**Instruction:**
Nothing but the line with "open flower and record integer pixel coordinates." and the lines after it, through the end of the records below, is to be repeated, exactly as it is.

**Material for this exercise:**

## begin

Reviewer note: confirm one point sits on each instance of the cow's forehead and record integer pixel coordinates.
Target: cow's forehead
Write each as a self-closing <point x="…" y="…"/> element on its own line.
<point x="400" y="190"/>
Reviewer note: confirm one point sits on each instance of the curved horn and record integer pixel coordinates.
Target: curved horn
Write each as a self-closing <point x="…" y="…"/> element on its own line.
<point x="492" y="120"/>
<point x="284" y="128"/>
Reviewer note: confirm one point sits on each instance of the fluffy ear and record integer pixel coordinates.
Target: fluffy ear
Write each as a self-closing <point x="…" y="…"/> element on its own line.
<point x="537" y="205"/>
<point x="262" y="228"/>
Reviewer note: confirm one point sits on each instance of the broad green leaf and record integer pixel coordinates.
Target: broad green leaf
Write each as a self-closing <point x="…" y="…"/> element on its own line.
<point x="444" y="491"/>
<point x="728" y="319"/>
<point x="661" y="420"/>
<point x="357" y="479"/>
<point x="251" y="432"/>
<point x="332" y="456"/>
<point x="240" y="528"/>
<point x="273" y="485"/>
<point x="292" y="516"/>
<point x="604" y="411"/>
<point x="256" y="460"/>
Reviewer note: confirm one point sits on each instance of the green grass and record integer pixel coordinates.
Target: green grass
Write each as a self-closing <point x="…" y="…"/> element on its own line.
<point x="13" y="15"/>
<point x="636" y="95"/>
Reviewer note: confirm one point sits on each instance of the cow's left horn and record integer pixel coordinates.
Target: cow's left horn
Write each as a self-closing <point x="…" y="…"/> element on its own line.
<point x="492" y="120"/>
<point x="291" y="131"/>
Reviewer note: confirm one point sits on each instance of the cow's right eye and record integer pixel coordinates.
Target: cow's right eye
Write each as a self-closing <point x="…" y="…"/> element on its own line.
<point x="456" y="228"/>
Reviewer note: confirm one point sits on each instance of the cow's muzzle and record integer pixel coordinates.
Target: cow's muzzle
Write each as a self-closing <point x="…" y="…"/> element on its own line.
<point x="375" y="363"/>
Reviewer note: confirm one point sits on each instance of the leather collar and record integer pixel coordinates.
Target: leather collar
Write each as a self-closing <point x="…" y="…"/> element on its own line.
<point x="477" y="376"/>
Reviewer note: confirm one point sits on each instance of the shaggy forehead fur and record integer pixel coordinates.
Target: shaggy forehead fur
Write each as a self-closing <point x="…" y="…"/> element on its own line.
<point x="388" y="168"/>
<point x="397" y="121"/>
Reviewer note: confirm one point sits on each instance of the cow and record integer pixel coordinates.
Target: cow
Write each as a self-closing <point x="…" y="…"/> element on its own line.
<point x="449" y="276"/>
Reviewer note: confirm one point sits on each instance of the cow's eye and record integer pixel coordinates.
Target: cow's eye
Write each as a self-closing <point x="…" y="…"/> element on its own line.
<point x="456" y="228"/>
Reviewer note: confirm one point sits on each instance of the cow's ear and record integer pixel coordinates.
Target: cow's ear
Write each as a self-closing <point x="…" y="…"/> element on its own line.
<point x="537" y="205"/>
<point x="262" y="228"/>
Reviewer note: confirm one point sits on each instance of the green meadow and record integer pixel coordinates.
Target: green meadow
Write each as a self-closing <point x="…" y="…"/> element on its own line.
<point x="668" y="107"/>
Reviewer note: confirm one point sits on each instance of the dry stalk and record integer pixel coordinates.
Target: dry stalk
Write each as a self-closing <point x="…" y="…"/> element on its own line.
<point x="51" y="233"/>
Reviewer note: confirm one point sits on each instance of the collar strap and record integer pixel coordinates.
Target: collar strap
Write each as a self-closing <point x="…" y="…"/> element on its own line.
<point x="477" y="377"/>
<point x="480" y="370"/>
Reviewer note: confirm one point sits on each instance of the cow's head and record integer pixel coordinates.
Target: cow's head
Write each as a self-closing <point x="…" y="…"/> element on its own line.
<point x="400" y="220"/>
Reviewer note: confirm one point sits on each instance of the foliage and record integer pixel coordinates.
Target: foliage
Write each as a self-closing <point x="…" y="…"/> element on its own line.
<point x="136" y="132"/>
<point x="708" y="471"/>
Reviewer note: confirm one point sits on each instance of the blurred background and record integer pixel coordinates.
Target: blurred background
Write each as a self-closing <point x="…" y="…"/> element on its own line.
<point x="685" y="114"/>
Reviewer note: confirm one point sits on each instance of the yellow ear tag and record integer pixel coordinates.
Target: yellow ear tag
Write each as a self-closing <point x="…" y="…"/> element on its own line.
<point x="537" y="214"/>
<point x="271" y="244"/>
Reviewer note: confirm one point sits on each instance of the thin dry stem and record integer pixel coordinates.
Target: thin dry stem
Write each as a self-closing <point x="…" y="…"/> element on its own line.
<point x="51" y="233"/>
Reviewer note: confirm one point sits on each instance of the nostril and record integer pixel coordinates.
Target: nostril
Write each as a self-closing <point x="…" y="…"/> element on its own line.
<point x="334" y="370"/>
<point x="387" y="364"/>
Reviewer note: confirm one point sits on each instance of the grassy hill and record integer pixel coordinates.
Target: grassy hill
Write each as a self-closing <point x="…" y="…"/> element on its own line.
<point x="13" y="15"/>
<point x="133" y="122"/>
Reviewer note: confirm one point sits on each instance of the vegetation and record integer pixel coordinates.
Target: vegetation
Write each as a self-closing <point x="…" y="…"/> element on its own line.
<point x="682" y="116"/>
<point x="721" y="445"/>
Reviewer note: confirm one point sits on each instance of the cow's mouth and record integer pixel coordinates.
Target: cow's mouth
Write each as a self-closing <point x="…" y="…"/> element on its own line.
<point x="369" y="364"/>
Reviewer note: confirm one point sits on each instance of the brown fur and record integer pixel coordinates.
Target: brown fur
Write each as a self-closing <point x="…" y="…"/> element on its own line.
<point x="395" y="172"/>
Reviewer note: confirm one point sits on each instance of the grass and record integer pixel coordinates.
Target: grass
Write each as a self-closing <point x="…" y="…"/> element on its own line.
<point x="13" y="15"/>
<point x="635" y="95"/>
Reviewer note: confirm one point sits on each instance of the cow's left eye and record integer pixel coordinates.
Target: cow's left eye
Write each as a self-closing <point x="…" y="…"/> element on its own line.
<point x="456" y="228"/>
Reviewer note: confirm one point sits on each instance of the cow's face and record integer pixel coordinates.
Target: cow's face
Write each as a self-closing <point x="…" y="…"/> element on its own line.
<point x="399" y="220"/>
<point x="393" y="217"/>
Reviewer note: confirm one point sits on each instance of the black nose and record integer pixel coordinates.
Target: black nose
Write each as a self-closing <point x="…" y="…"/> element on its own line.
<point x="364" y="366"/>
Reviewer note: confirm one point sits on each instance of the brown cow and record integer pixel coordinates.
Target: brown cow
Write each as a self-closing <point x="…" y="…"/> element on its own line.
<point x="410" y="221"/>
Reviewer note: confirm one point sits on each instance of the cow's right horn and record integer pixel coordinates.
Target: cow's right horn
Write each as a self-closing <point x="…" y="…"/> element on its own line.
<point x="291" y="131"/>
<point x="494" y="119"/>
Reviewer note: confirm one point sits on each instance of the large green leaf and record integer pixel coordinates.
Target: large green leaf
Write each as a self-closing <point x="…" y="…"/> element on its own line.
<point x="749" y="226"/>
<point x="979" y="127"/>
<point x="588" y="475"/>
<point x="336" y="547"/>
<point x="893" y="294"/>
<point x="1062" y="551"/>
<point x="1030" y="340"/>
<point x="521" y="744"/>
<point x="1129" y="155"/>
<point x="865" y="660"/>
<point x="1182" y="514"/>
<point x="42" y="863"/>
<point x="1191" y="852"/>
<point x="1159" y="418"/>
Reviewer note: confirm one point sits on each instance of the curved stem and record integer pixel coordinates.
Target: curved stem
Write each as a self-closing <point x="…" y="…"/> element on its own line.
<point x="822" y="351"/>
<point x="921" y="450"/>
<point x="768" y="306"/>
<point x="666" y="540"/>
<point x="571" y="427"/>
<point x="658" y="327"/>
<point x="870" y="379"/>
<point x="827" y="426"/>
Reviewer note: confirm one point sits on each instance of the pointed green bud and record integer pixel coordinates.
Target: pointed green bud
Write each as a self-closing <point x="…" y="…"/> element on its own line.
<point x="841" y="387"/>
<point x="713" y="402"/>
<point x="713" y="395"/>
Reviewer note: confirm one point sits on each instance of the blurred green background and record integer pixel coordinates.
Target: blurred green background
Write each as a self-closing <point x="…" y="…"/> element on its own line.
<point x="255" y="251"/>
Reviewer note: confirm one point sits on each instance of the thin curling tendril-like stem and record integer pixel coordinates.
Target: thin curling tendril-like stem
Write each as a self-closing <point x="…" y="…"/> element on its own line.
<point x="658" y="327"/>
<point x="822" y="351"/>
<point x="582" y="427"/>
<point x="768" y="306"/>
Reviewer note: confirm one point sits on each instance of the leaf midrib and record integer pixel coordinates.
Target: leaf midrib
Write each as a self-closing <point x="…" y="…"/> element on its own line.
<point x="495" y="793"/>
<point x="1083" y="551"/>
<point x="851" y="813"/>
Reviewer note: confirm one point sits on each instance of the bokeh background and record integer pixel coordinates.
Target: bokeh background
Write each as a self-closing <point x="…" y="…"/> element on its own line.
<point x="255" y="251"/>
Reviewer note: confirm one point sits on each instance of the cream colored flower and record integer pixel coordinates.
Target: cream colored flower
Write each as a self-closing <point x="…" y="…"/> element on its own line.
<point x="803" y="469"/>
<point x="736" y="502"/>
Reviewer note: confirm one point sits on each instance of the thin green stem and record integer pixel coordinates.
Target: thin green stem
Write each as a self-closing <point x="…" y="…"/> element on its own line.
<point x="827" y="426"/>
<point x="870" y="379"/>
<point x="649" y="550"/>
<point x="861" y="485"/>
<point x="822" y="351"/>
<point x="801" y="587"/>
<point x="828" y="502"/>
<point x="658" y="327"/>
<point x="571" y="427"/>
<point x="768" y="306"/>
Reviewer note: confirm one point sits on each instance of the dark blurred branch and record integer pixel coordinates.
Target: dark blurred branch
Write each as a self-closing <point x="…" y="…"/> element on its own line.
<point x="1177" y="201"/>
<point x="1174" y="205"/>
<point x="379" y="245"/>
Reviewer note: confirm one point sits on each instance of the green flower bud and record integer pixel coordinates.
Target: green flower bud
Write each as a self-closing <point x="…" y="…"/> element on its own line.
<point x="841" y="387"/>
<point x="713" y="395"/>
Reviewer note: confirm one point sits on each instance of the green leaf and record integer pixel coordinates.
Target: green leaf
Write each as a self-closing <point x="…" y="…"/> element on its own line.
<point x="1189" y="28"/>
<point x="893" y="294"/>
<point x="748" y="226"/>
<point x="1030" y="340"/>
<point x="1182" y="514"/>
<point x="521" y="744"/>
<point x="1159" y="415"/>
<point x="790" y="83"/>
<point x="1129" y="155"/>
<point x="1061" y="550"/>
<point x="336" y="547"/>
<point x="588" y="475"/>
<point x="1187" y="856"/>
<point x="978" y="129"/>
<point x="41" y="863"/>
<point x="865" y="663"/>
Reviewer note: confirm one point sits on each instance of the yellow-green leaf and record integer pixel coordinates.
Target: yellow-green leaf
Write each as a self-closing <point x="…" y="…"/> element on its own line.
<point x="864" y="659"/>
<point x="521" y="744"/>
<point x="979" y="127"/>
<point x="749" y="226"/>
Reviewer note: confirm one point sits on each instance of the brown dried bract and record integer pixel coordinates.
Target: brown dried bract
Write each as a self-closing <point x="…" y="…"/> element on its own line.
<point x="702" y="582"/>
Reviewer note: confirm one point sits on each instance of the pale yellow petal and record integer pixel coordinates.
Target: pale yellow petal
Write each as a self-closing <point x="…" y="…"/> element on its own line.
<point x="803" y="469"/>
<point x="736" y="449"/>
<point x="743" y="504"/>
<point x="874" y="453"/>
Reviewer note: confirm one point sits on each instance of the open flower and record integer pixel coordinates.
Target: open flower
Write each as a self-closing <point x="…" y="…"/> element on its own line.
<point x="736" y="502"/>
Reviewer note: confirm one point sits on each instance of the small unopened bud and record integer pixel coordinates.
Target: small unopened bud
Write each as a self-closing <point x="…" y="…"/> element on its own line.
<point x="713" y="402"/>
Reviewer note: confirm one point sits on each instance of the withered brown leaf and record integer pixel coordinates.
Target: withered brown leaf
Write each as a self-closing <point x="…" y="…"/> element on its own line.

## end

**Task solution:**
Reviewer note: confirm one point sits on each instance of the open flower and record integer pixel coordinates.
Target: open flower
Write each as a self-closing <point x="…" y="…"/> element on its own line.
<point x="736" y="502"/>
Reviewer note: confirm one point sits on each instance of the small unopened bud and record integer pixel coordinates.
Target: small unopened bud
Write each as a self-closing <point x="…" y="…"/> element on its own line.
<point x="713" y="402"/>
Reviewer note: confirm one point sits on each instance of the withered brown leaf and record integer pixel coordinates.
Target: withered brown leaf
Write each as a self-closing <point x="…" y="…"/> element on its own line.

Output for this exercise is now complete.